Task to carry out :: Copy out only the span from the line with "# point at: the white hooded" to the end of the data, both ends kept, word for word.

►

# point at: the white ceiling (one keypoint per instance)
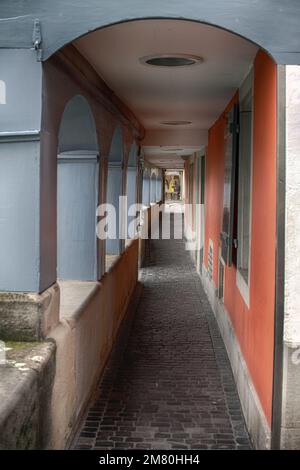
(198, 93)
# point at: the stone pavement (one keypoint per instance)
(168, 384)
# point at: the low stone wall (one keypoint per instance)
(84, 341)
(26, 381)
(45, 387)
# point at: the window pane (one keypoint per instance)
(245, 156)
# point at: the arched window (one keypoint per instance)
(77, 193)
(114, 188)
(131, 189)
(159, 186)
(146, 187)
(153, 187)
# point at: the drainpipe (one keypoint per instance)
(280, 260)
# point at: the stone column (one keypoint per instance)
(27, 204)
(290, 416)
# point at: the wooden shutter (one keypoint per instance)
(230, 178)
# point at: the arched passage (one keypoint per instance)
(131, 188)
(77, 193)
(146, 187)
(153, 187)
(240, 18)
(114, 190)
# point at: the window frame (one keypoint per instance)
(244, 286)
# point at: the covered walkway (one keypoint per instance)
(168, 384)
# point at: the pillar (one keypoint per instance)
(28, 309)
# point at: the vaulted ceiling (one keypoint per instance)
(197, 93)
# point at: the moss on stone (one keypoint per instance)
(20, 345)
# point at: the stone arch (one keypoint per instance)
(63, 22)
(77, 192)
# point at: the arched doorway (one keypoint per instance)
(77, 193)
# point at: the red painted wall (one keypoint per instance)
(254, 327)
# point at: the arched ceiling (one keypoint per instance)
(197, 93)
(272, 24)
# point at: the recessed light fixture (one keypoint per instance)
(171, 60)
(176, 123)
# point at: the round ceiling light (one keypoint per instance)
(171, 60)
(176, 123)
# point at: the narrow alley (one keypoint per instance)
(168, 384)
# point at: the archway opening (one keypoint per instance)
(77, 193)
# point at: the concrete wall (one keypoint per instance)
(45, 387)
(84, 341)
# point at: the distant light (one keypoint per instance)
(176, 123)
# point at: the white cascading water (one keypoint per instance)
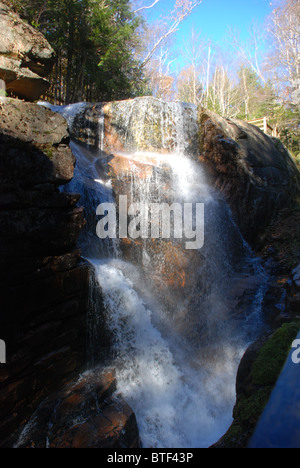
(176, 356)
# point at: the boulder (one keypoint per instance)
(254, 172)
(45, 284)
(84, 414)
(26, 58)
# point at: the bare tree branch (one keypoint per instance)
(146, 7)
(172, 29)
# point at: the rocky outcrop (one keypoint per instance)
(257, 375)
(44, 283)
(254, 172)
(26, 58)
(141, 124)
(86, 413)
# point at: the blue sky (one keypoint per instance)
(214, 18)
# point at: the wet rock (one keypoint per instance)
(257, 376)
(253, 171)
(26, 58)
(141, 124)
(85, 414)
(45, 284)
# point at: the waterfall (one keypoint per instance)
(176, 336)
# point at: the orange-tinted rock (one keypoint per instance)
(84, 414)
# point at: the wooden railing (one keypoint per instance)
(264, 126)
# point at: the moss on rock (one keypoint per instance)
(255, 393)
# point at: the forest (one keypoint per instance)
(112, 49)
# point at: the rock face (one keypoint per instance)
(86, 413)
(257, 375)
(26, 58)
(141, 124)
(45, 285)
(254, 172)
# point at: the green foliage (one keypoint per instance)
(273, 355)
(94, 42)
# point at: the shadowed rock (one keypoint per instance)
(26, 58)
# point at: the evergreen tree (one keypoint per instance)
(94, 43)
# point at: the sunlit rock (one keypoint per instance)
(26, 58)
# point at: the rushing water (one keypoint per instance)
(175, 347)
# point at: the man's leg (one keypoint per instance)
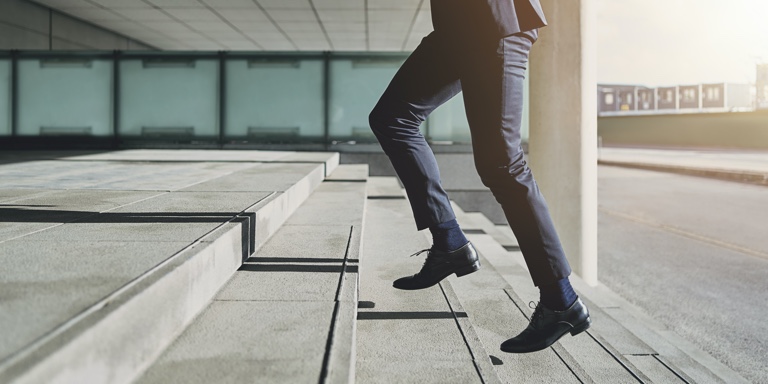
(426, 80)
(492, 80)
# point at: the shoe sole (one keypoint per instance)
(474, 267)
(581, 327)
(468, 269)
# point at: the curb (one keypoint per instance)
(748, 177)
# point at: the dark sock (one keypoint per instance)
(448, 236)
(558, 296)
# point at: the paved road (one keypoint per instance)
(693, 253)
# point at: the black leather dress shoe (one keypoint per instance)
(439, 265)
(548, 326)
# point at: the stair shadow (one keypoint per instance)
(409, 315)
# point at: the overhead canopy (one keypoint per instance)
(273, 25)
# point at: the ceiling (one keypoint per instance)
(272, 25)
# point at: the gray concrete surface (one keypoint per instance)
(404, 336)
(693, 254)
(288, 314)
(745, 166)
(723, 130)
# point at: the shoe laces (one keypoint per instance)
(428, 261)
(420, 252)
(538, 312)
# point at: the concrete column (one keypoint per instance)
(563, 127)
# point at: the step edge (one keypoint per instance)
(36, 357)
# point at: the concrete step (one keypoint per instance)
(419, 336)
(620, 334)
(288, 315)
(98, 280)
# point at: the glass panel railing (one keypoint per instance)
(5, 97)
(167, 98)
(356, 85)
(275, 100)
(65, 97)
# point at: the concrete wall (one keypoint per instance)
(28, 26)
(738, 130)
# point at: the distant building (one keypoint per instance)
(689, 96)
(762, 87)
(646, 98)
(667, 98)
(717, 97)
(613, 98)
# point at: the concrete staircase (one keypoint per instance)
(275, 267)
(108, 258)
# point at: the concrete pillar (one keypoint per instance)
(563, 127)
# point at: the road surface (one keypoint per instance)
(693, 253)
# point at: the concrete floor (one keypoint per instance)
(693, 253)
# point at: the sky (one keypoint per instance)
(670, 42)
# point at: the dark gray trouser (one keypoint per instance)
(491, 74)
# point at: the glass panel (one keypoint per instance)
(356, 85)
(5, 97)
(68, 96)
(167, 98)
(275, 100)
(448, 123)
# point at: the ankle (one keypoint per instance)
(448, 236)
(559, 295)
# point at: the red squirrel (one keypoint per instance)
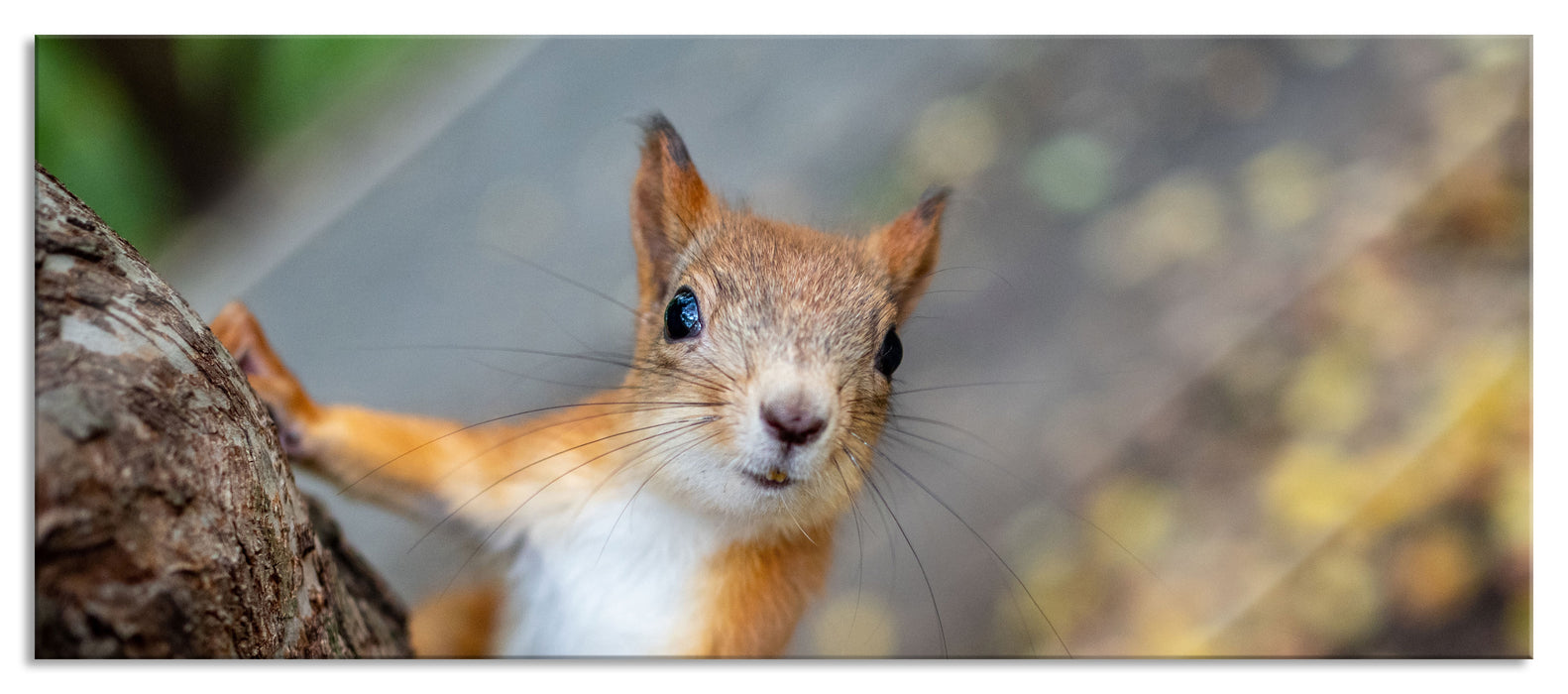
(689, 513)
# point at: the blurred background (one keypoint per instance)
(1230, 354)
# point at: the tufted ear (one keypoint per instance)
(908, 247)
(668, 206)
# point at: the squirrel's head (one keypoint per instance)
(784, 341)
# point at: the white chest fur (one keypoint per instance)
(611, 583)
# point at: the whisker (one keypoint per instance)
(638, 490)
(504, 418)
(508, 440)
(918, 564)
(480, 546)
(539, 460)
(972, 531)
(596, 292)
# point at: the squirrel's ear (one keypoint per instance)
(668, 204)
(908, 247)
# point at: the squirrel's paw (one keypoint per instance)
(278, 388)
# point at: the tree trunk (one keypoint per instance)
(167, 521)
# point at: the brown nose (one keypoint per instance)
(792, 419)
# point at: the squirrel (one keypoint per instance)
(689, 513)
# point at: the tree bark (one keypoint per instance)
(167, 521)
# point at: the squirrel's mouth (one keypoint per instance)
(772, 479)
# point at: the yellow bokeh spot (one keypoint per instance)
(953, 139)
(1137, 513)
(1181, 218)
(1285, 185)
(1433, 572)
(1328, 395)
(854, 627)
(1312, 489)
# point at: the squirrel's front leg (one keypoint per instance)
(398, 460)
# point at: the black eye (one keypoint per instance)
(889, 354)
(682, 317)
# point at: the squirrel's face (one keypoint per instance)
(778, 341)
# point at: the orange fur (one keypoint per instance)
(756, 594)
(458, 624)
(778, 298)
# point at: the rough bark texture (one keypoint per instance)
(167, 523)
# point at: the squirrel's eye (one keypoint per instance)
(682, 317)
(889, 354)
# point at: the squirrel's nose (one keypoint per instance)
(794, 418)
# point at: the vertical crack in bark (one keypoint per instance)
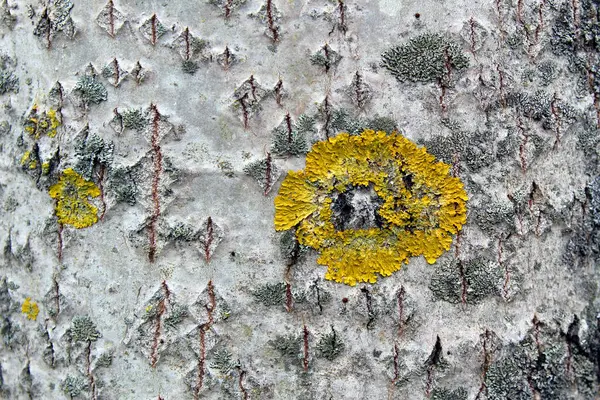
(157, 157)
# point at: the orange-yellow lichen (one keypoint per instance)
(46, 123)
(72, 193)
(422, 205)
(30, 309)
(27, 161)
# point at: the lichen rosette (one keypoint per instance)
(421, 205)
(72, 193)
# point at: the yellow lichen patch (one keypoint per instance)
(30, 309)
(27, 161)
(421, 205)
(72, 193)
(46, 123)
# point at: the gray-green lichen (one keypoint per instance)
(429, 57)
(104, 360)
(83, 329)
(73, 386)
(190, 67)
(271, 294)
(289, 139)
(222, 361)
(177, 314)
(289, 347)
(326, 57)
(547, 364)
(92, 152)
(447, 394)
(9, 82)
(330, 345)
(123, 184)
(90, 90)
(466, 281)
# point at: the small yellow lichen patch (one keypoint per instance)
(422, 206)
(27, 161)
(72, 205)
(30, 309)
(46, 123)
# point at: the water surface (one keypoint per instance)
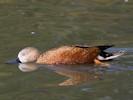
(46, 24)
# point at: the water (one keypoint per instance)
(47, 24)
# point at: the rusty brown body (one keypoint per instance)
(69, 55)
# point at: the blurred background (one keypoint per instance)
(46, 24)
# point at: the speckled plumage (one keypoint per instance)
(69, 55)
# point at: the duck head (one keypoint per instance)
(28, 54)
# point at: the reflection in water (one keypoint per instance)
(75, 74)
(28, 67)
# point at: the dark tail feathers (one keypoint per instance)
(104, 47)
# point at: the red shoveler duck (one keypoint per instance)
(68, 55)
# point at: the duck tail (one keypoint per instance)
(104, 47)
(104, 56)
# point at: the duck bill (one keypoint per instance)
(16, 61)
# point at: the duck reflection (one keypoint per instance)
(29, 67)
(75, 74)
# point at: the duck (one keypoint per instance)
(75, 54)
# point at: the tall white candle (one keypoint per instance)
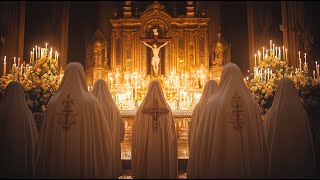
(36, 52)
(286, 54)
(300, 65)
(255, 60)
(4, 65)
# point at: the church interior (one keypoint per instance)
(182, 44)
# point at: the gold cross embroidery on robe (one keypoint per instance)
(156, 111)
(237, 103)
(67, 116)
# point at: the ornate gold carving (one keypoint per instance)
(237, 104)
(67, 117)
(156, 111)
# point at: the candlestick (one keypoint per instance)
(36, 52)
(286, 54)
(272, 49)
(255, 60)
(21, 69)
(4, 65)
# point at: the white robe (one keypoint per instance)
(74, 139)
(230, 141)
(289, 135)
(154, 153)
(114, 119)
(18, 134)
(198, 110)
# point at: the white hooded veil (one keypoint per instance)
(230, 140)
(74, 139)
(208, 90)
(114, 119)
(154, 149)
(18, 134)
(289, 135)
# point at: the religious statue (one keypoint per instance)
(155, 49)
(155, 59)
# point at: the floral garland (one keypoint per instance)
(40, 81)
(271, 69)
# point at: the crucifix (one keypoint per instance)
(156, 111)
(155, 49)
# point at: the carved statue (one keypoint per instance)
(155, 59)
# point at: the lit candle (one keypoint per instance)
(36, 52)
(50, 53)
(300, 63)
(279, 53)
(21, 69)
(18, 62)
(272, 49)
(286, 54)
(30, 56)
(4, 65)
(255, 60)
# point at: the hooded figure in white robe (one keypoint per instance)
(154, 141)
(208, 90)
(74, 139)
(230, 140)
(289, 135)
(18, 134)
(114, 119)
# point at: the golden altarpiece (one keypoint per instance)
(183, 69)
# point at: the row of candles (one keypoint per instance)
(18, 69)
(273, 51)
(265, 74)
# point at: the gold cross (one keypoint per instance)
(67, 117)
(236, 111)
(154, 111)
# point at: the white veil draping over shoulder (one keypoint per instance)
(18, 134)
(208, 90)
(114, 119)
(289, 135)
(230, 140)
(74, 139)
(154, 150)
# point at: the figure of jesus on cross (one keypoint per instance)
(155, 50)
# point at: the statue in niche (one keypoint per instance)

◄

Worked solution ::
# point at: the white hooded veil (one keypoint per instance)
(230, 140)
(74, 139)
(208, 90)
(114, 119)
(154, 149)
(18, 134)
(289, 135)
# point at: the religious statue (one keypoint per instance)
(155, 49)
(155, 59)
# point at: the floral garland (one keypoint per instance)
(40, 81)
(271, 69)
# point at: the crucifix (one keypoint per instance)
(156, 111)
(155, 49)
# point at: the carved statue (one keypoint per instance)
(155, 59)
# point at: the lit candle (one keypoint per instance)
(36, 52)
(50, 53)
(300, 63)
(279, 53)
(21, 69)
(18, 62)
(272, 49)
(286, 54)
(30, 56)
(4, 65)
(255, 60)
# point at: the hooded figure in white robe (one keypoint per instance)
(154, 141)
(208, 90)
(74, 139)
(230, 140)
(289, 135)
(18, 134)
(114, 119)
# point at: the golden altarpiece (one keypoint per instance)
(183, 69)
# point at: the row of candles (one keypoint per instance)
(18, 69)
(273, 51)
(265, 74)
# point at: the gold cross (one keypoint per instance)
(67, 117)
(236, 111)
(154, 111)
# point at: the white veil draping over shoulder (one keypoint per instance)
(18, 134)
(208, 90)
(114, 119)
(289, 135)
(230, 140)
(74, 139)
(154, 150)
# point at: the figure of jesus on cross (one keypoint per instance)
(155, 50)
# point at: the statue in niche (one keypoint per instance)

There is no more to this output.